= Task details =
Pull every line of the material below out word for word, and leave the pictures out of your copy.

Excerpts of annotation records
◇ ◇ ◇

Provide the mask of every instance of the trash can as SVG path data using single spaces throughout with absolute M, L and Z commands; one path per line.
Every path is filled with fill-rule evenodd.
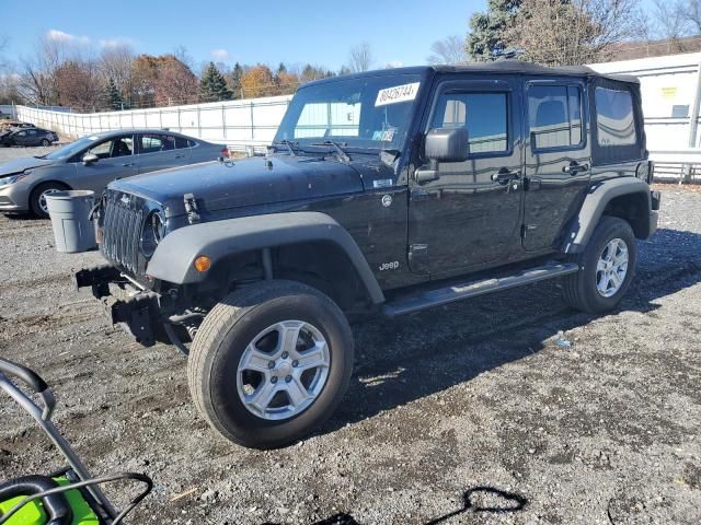
M 95 192 L 88 190 L 54 191 L 46 195 L 56 249 L 65 254 L 88 252 L 97 247 L 90 211 Z

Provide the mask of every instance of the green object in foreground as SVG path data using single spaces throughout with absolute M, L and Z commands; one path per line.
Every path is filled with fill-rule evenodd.
M 61 487 L 70 483 L 67 478 L 54 478 L 54 481 Z M 90 509 L 90 505 L 79 490 L 69 490 L 65 495 L 73 511 L 71 525 L 100 525 L 97 515 Z M 0 501 L 0 516 L 10 511 L 24 498 L 24 495 L 19 495 L 8 501 Z M 42 500 L 34 500 L 20 509 L 8 521 L 7 525 L 44 525 L 46 522 L 47 517 Z

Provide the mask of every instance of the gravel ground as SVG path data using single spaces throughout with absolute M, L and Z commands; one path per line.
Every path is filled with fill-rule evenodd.
M 663 199 L 618 311 L 578 314 L 550 282 L 357 325 L 345 402 L 280 451 L 211 432 L 185 359 L 105 327 L 69 288 L 99 255 L 57 254 L 47 221 L 0 217 L 0 354 L 48 381 L 96 474 L 153 477 L 131 523 L 698 524 L 701 194 Z M 0 420 L 0 479 L 62 465 L 10 401 Z

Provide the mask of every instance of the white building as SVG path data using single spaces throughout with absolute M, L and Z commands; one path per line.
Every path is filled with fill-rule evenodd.
M 689 164 L 701 164 L 699 107 L 694 101 L 700 92 L 700 63 L 701 52 L 689 52 L 589 66 L 601 73 L 640 79 L 647 149 L 658 164 L 657 174 L 679 176 L 685 170 L 688 173 Z

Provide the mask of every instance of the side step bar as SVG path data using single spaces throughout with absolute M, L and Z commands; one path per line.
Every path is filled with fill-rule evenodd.
M 579 271 L 579 267 L 576 262 L 552 262 L 529 268 L 513 276 L 453 284 L 446 288 L 428 290 L 421 294 L 407 294 L 404 298 L 399 298 L 397 301 L 387 303 L 382 308 L 382 313 L 388 317 L 397 317 L 468 298 L 522 287 L 524 284 L 544 281 L 545 279 L 568 276 L 577 271 Z

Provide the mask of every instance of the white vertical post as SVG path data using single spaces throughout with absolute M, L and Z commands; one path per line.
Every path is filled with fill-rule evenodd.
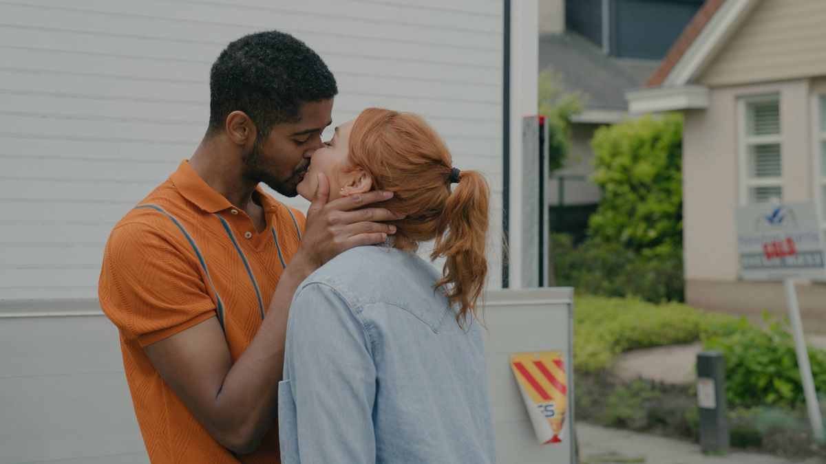
M 820 417 L 820 407 L 818 404 L 818 395 L 814 391 L 814 379 L 812 378 L 812 367 L 809 364 L 809 352 L 806 342 L 803 337 L 803 324 L 800 322 L 800 307 L 797 302 L 797 291 L 795 289 L 795 281 L 791 278 L 783 280 L 786 290 L 786 301 L 789 308 L 789 320 L 791 322 L 791 331 L 795 337 L 795 352 L 797 353 L 797 366 L 800 369 L 800 381 L 803 382 L 803 394 L 806 399 L 806 409 L 809 411 L 809 421 L 812 424 L 812 433 L 818 441 L 824 441 L 824 421 Z
M 537 0 L 510 2 L 510 211 L 508 244 L 510 288 L 522 288 L 522 116 L 535 115 L 539 100 L 539 41 Z

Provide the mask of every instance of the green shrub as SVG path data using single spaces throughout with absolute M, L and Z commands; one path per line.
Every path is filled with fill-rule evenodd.
M 720 324 L 704 337 L 708 349 L 723 352 L 726 396 L 733 406 L 795 407 L 805 399 L 795 342 L 780 322 L 763 315 L 767 327 L 747 320 Z M 826 391 L 826 352 L 809 348 L 815 389 Z
M 558 285 L 592 295 L 681 301 L 682 118 L 666 115 L 597 130 L 591 140 L 602 191 L 578 246 L 553 234 Z
M 682 116 L 667 114 L 600 128 L 591 147 L 602 191 L 591 238 L 638 252 L 682 244 Z M 670 253 L 670 251 L 669 251 Z
M 685 343 L 718 321 L 733 320 L 682 303 L 654 305 L 638 298 L 577 296 L 574 309 L 574 367 L 605 369 L 632 349 Z
M 634 252 L 614 242 L 551 235 L 557 285 L 602 296 L 637 296 L 647 301 L 681 301 L 682 252 L 657 246 Z

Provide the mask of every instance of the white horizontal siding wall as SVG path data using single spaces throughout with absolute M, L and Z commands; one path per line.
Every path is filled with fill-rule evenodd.
M 27 0 L 0 18 L 0 300 L 97 296 L 112 225 L 206 130 L 213 60 L 268 29 L 327 62 L 335 123 L 417 112 L 488 176 L 500 282 L 501 0 Z
M 826 75 L 826 2 L 761 0 L 700 76 L 723 87 Z

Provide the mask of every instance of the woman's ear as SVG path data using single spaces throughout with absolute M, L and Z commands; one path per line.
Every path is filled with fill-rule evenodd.
M 373 188 L 373 179 L 364 169 L 357 168 L 349 174 L 349 178 L 341 188 L 342 196 L 349 196 L 354 193 L 367 193 Z

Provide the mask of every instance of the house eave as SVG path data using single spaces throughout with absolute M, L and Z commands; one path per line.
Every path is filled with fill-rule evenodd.
M 575 124 L 616 124 L 628 116 L 628 111 L 613 108 L 586 108 L 571 116 Z
M 639 88 L 625 92 L 633 115 L 709 107 L 709 88 L 702 85 Z

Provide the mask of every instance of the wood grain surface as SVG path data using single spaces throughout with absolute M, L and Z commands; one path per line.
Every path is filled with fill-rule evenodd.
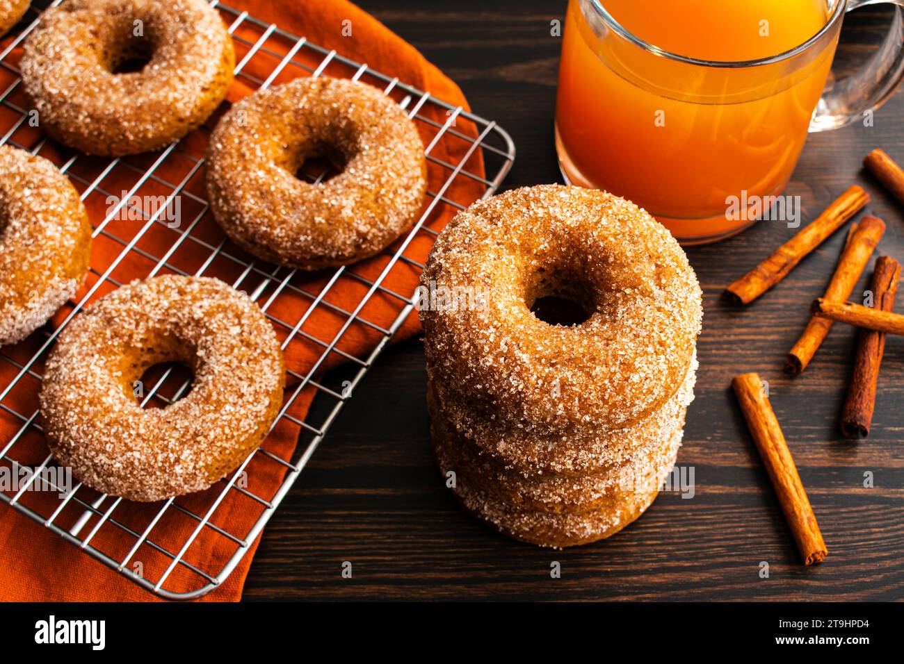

◇ ◇ ◇

= Exercise solution =
Provide the mask of every instance of the trash can as SVG path data using single spaces throughout with absolute M, L and Z commands; one path per line.
Every path is filled with fill-rule evenodd.
M 95 192 L 88 190 L 54 191 L 46 195 L 56 249 L 65 254 L 88 252 L 97 247 L 90 211 Z

Provide the mask of every instance of the green object in foreground as SVG path data using single spaces throughout with absolute M, L and Z commands; one path per line.
Every path is filled with fill-rule evenodd.
M 61 487 L 70 483 L 67 478 L 54 478 L 54 481 Z M 90 509 L 90 505 L 79 490 L 69 490 L 65 495 L 73 511 L 71 525 L 100 525 L 97 515 Z M 0 501 L 0 516 L 10 511 L 24 498 L 24 495 L 19 495 L 8 501 Z M 42 500 L 34 500 L 20 509 L 8 521 L 7 525 L 44 525 L 46 522 L 47 517 Z

Provide the mask of every instance of the gravel ground as SVG path data using single spaces throughout with absolute M, L and Z commands; one path per line.
Every path is filled with fill-rule evenodd.
M 663 199 L 618 311 L 578 314 L 550 282 L 357 325 L 345 402 L 280 451 L 211 432 L 185 359 L 105 327 L 69 288 L 99 255 L 57 254 L 47 221 L 0 217 L 0 354 L 48 381 L 96 474 L 153 477 L 131 523 L 698 524 L 701 194 Z M 0 420 L 0 479 L 62 465 L 10 401 Z

Provide the mask of every instance of the white building as SVG path data using single spaces throughout with absolute M, L and Z commands; one path per line.
Every path is filled with fill-rule evenodd.
M 689 164 L 701 164 L 699 107 L 694 101 L 700 92 L 700 63 L 701 52 L 689 52 L 589 66 L 601 73 L 640 79 L 647 149 L 658 164 L 657 174 L 679 176 L 685 170 L 688 173 Z

Provide the mask of every instance of the side step bar as SVG path data using single spaces throughout with absolute M, L and Z commands; one path per line.
Every path is filled with fill-rule evenodd.
M 579 271 L 579 267 L 576 262 L 552 262 L 529 268 L 513 276 L 453 284 L 446 288 L 428 290 L 421 294 L 407 294 L 404 298 L 399 298 L 397 301 L 387 303 L 382 308 L 382 313 L 388 317 L 397 317 L 468 298 L 522 287 L 524 284 L 544 281 L 545 279 L 568 276 L 577 271 Z

Provide the mask of every instance of the white vertical post as SVG path data using single spaces throughout with absolute M, L and Z commands; one path per line.
Every path is filled with fill-rule evenodd.
M 820 417 L 820 407 L 818 404 L 818 395 L 814 391 L 814 379 L 812 378 L 812 367 L 809 364 L 809 352 L 806 342 L 803 337 L 803 324 L 800 322 L 800 307 L 797 302 L 797 291 L 795 289 L 795 281 L 791 278 L 783 280 L 786 290 L 786 301 L 789 308 L 789 320 L 791 322 L 791 331 L 795 337 L 795 352 L 797 353 L 797 366 L 800 369 L 800 381 L 803 382 L 803 394 L 806 399 L 806 409 L 809 411 L 809 421 L 812 424 L 812 433 L 818 441 L 824 441 L 824 421 Z
M 537 0 L 510 2 L 510 211 L 508 244 L 510 288 L 522 288 L 522 116 L 535 115 L 539 100 L 539 41 Z

Provide the mask of every instance of the green shrub as SVG path data using single spaces throughout with absolute M, L and Z commands; one path per line.
Every path is filled with fill-rule evenodd.
M 720 324 L 704 337 L 708 349 L 723 352 L 726 396 L 733 406 L 795 407 L 805 399 L 795 342 L 780 322 L 763 315 L 767 327 L 747 320 Z M 826 391 L 826 352 L 809 348 L 815 389 Z
M 558 285 L 592 295 L 681 301 L 682 118 L 666 115 L 597 130 L 591 140 L 602 191 L 578 246 L 553 234 Z
M 682 116 L 667 114 L 600 128 L 591 147 L 602 191 L 591 238 L 638 252 L 682 244 Z M 670 253 L 670 251 L 669 251 Z
M 685 343 L 718 321 L 733 320 L 682 303 L 654 305 L 638 298 L 577 296 L 574 309 L 574 367 L 605 369 L 632 349 Z
M 634 252 L 614 242 L 551 235 L 557 285 L 602 296 L 637 296 L 647 301 L 681 301 L 682 252 L 657 246 Z

Provide the mask of every instance of the white horizontal siding wall as SVG path data using single spaces throughout with absolute M, L and Z commands; one path per line.
Every path is filled with fill-rule evenodd.
M 27 0 L 0 18 L 0 300 L 97 296 L 112 225 L 206 130 L 213 60 L 268 29 L 327 62 L 335 123 L 417 112 L 488 176 L 500 282 L 501 0 Z
M 826 75 L 826 2 L 761 0 L 700 76 L 723 87 Z

Provide the mask of every instance of the woman's ear as SVG path data using single spaces throughout with absolute M, L and Z commands; one path per line.
Every path is filled with fill-rule evenodd.
M 373 188 L 373 179 L 364 169 L 357 168 L 349 174 L 349 178 L 341 188 L 342 196 L 349 196 L 354 193 L 367 193 Z

Provide the mask of every instance of the house eave as SVG path data using single spaces throughout with absolute M, L and Z commands; one path per line.
Every path is filled with fill-rule evenodd.
M 575 124 L 616 124 L 628 116 L 628 111 L 613 108 L 586 108 L 571 116 Z
M 639 88 L 625 92 L 633 115 L 709 107 L 709 88 L 702 85 Z

Provide the mask of every instance of the wood grain surface as SVG path data using single spaces throughout with absolute M, L and Z commands; one path per line.
Every path is filled with fill-rule evenodd.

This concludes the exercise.